▶ **Directions**: Your output should be the lines of the entries below, exactly, from the first one through the line that holds "Target: cluster of apple fruitlets".

******

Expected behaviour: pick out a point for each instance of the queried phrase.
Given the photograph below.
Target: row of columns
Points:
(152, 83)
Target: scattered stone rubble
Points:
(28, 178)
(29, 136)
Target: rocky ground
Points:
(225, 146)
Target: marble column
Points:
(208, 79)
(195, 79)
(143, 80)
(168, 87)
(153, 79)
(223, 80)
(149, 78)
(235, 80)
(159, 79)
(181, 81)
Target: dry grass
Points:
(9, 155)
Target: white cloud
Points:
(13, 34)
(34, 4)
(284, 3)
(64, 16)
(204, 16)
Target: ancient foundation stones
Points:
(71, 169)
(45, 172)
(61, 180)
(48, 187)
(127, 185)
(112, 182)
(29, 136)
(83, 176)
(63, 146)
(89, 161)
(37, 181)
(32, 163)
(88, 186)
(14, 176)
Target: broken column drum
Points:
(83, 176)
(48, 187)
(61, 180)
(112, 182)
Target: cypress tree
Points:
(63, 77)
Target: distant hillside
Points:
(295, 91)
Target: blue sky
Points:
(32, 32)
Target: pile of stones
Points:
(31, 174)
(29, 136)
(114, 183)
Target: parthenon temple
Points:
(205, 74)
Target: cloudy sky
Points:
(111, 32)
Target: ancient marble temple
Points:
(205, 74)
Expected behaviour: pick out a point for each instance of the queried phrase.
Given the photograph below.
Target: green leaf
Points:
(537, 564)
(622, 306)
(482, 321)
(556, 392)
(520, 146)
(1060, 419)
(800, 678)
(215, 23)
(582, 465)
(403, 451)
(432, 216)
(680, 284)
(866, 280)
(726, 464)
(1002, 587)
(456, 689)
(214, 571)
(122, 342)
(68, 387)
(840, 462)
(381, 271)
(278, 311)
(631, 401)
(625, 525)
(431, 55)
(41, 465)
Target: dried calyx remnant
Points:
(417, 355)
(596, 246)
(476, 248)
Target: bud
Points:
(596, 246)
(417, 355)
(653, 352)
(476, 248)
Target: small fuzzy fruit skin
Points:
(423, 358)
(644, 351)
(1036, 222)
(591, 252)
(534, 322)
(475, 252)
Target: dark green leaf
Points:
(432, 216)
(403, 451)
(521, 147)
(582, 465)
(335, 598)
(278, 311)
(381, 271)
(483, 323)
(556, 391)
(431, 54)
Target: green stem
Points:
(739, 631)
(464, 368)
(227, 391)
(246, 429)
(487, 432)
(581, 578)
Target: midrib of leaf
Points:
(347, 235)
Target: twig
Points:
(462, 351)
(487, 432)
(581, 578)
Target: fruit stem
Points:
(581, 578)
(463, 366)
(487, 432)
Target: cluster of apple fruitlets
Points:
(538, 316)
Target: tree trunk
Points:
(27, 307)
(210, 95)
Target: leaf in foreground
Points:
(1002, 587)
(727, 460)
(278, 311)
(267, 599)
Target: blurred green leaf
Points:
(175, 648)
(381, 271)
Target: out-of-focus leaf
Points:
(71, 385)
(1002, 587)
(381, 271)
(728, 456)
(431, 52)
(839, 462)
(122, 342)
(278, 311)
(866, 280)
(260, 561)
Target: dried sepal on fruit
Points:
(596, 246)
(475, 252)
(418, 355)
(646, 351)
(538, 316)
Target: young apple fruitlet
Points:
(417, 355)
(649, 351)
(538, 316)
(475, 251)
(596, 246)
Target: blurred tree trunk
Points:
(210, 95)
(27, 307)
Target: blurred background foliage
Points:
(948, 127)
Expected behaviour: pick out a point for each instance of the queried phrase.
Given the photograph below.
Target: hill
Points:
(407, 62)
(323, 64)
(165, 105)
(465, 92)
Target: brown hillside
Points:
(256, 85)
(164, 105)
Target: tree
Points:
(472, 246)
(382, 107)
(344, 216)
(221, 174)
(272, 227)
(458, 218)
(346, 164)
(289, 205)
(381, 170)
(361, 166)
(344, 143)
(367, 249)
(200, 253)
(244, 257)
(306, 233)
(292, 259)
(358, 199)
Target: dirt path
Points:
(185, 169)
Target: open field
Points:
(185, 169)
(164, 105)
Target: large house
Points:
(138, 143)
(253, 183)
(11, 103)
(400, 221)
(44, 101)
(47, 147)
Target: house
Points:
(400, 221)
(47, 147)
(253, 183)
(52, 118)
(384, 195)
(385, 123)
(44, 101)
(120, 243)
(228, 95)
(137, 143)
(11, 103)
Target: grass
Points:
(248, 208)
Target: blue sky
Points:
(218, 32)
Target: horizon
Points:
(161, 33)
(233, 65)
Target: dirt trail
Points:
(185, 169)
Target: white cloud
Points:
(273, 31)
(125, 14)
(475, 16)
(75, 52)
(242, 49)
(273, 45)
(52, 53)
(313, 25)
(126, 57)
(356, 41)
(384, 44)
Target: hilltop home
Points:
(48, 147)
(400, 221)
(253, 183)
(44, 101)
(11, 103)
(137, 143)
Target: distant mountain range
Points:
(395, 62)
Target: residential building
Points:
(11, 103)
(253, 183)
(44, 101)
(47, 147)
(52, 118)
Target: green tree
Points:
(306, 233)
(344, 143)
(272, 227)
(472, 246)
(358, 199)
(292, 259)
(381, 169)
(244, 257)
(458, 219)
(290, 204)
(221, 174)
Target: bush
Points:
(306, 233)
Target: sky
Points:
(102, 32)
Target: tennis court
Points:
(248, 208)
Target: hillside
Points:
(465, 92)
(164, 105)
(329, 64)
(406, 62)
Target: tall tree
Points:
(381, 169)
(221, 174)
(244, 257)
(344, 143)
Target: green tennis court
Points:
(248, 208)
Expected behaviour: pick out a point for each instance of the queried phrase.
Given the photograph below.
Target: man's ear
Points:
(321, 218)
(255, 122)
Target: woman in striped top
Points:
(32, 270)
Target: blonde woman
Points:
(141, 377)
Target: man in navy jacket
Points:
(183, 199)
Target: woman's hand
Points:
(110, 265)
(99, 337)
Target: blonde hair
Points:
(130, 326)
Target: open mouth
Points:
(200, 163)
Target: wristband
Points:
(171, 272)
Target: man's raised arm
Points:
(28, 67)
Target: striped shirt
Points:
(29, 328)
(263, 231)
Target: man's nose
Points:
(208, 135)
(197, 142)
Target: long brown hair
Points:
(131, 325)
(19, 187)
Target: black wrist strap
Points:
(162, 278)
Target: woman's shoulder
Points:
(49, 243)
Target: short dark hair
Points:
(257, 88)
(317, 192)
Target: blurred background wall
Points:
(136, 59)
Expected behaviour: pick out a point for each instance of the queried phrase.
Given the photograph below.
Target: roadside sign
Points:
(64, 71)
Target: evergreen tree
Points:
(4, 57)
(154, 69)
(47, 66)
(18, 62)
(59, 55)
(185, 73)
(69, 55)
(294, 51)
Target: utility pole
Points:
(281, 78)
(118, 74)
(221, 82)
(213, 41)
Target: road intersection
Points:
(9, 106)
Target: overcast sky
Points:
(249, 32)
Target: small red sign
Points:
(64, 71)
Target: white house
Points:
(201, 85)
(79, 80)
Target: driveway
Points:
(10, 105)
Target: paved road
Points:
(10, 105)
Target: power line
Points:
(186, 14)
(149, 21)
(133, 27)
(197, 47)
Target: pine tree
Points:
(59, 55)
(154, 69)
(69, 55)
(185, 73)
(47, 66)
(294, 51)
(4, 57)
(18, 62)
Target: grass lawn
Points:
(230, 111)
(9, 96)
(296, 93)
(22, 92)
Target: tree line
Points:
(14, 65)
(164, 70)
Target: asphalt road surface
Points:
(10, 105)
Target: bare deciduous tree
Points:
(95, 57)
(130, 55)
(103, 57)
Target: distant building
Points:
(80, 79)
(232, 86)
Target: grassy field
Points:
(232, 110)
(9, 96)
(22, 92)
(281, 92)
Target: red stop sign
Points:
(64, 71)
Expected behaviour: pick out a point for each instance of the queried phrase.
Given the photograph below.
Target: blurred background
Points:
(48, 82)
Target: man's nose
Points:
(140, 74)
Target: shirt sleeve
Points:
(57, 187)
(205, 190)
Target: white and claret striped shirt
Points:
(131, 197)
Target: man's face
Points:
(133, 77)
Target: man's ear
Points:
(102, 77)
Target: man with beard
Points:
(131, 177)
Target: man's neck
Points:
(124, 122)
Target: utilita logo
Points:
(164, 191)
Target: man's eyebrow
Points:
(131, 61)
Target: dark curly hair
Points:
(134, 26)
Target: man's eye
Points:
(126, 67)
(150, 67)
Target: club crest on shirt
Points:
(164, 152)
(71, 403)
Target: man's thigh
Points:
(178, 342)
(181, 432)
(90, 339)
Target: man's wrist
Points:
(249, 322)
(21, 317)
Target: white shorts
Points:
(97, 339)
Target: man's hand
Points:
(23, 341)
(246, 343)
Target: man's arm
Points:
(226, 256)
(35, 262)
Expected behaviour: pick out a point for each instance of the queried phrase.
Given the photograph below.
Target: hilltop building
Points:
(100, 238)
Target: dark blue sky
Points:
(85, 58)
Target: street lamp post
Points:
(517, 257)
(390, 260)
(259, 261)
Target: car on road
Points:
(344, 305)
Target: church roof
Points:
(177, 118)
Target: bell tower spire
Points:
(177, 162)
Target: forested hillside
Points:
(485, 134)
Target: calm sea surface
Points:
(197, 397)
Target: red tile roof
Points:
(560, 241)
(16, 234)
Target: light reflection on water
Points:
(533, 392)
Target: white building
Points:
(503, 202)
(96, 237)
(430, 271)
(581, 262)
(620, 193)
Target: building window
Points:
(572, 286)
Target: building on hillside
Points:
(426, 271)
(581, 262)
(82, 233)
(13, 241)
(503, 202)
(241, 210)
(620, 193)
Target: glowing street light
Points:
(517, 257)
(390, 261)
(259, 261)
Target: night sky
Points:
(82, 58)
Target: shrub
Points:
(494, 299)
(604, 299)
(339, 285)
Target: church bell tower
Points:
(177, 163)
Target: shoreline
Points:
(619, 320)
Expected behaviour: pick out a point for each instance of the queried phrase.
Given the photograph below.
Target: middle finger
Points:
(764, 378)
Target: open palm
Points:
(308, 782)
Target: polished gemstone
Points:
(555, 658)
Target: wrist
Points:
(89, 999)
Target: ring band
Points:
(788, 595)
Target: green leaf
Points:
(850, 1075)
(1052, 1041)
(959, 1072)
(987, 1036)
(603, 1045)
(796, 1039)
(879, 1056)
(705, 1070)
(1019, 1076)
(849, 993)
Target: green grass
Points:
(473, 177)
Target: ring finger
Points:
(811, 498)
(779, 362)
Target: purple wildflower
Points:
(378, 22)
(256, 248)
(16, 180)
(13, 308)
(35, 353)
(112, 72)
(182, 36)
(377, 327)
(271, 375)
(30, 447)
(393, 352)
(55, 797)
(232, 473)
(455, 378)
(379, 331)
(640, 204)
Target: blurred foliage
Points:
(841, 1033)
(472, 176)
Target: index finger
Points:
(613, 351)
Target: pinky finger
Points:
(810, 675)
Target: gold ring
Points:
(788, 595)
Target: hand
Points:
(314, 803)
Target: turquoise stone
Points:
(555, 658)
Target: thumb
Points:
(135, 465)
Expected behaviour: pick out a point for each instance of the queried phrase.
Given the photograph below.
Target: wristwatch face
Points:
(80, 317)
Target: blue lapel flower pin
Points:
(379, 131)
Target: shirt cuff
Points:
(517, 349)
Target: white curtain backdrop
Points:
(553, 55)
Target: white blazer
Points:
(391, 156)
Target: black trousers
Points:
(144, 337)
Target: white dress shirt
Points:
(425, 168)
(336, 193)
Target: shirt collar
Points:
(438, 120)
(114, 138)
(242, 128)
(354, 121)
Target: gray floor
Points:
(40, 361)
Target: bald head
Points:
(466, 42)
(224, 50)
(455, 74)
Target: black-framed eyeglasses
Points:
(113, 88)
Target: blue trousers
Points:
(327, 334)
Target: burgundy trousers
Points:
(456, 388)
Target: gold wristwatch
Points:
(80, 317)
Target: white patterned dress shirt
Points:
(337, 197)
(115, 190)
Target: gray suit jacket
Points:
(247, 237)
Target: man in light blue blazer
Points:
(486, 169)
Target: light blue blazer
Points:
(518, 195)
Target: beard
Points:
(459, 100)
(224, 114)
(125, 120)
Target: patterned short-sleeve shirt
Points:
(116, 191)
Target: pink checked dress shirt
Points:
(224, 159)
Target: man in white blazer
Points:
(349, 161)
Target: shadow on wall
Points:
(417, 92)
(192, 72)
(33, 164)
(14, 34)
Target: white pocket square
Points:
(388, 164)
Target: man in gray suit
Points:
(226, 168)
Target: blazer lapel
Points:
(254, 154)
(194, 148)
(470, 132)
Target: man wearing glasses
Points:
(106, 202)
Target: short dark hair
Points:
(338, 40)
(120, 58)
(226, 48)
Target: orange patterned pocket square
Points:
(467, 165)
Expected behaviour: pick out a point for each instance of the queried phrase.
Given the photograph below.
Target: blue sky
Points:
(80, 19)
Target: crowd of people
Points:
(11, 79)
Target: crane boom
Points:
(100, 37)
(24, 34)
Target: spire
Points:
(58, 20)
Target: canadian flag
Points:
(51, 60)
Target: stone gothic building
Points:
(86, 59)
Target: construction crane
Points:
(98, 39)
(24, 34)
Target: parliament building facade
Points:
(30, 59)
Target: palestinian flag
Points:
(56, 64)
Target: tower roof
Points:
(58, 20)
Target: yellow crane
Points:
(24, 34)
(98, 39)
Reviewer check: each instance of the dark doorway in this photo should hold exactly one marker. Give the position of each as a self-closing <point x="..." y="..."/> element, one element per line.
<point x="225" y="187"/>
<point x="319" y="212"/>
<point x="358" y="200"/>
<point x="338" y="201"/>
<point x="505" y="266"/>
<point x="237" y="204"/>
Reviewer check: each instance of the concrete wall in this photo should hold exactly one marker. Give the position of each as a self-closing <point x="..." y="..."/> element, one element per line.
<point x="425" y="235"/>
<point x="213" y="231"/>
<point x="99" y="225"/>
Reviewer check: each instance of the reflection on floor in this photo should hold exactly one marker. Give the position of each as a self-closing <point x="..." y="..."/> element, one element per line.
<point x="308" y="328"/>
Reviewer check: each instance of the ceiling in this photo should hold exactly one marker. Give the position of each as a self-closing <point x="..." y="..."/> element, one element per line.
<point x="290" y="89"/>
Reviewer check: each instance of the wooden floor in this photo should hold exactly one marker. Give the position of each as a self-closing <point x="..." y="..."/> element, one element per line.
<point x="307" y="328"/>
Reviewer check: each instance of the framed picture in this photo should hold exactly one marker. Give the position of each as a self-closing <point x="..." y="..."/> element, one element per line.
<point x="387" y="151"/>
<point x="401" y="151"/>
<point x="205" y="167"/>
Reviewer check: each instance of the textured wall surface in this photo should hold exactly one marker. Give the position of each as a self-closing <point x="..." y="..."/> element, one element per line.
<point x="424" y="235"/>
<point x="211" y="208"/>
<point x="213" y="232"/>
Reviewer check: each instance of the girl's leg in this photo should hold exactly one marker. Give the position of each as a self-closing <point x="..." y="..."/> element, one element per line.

******

▶ **Response to this task**:
Expected behaviour: pick out a point for each instance of the queried phrase.
Given the photograph below.
Target: row of columns
Points:
(152, 83)
Target: scattered stone rubble
Points:
(28, 178)
(29, 136)
Target: rocky ground
Points:
(225, 146)
Target: marble column
Points:
(208, 79)
(195, 79)
(143, 80)
(168, 87)
(153, 79)
(223, 80)
(149, 78)
(235, 80)
(159, 79)
(181, 81)
Target: dry grass
Points:
(9, 155)
Target: white cloud
Points:
(13, 34)
(34, 4)
(284, 3)
(64, 16)
(204, 16)
Target: ancient foundation stones
Points:
(71, 169)
(45, 172)
(61, 180)
(48, 187)
(127, 185)
(112, 182)
(29, 136)
(83, 176)
(63, 146)
(89, 161)
(37, 181)
(32, 163)
(88, 186)
(14, 176)
Target: broken column drum
Points:
(83, 176)
(48, 187)
(61, 180)
(112, 182)
Target: cypress tree
Points:
(63, 77)
Target: distant hillside
Points:
(295, 91)
Target: blue sky
Points:
(32, 32)
Target: pile of stones
Points:
(31, 174)
(29, 136)
(114, 183)
Target: parthenon temple
Points:
(205, 74)
Target: cloudy sky
Points:
(111, 32)
Target: ancient marble temple
Points:
(205, 74)
Expected behaviour: pick out a point for each instance of the queried phrase.
Given the photograph below.
Target: green leaf
Points:
(537, 564)
(622, 306)
(482, 321)
(556, 392)
(520, 146)
(1060, 419)
(800, 678)
(215, 23)
(582, 465)
(403, 451)
(432, 216)
(680, 284)
(866, 280)
(726, 464)
(1002, 587)
(456, 689)
(214, 571)
(122, 342)
(68, 387)
(840, 462)
(381, 271)
(278, 311)
(631, 401)
(625, 525)
(431, 55)
(41, 465)
Target: dried calyx remnant
Points:
(417, 355)
(596, 246)
(476, 248)
Target: bud
Points:
(596, 246)
(417, 355)
(653, 352)
(476, 248)
Target: small fuzzy fruit skin
Points:
(423, 358)
(644, 351)
(1036, 222)
(591, 252)
(534, 322)
(475, 252)
Target: dark green leaf
Points:
(432, 216)
(403, 451)
(521, 147)
(582, 465)
(335, 598)
(278, 311)
(381, 271)
(483, 323)
(556, 391)
(431, 54)
Target: green stem
Points:
(739, 631)
(464, 368)
(227, 391)
(246, 429)
(487, 432)
(581, 578)
Target: midrib of leaf
Points:
(347, 235)
Target: twig
Points:
(462, 351)
(487, 432)
(581, 578)
Target: fruit stem
Points:
(581, 578)
(463, 366)
(487, 432)
Target: cluster of apple fruitlets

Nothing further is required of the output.